REQUIREMENT: Render every line of the material below as a numbered list, omitting any blank lines.
# # # #
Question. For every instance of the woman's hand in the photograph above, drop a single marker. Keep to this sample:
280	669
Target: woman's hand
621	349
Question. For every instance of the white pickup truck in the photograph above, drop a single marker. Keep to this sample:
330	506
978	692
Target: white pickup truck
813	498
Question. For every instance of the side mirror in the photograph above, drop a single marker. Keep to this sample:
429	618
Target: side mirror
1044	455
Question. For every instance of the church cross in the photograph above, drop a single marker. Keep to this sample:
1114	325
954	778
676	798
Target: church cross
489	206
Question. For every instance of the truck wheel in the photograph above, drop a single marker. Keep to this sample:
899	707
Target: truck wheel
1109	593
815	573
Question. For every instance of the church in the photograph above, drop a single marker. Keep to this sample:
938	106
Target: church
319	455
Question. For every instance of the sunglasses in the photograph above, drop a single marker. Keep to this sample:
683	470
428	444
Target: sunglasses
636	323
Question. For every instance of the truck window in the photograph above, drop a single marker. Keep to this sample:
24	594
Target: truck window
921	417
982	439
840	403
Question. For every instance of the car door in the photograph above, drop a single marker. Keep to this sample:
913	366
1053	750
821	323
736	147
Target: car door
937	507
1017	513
# # # #
REPLY TO THE TASK:
1. Question. For every instance of the woman's hand in the photograph above, drop a single marker. Keep to this sample:
2. 280	669
3. Target: woman's hand
4. 621	349
5. Question. For every instance of the white pickup truck in the photograph above, drop a single marker. Keep to this sample:
6. 330	506
7. 978	692
8. Target: white pickup truck
9. 813	498
10. Question. For every instance of the side mirror in the photograph above, drop a single marker. Keep to this sample:
11. 429	618
12. Target: side mirror
13. 1044	455
14. Question. For every instance of the church cross in the photograph above, drop a single marker. Keep to this sample:
15. 1114	325
16. 954	778
17. 676	798
18. Target: church cross
19. 489	206
20. Question. For every instance of the truck wheel in the photograph above, drop a single marker. Keep to this sample:
21. 899	707
22. Target: truck wheel
23. 1109	593
24. 815	573
25. Question. For every instance of the church in the photograph above, drop a single marker. Keep to this sample:
26. 938	106
27. Target: church
28. 319	455
29. Question. For every instance of the sunglasses in the photograph above, drop a single marker. Keep to this sample:
30. 683	470
31. 428	444
32. Target: sunglasses
33. 636	323
34. Question. For every instance of the truck window in the photograph above, drop a single marker. Keep to this sample:
35. 24	594
36. Target: truck window
37. 921	417
38. 982	439
39. 840	403
40. Question. For every instance of the car door in the photograph above, drop a single marker. Keep to this sample:
41. 913	366
42. 1053	750
43. 821	323
44. 736	147
45. Target: car door
46. 937	507
47. 1017	513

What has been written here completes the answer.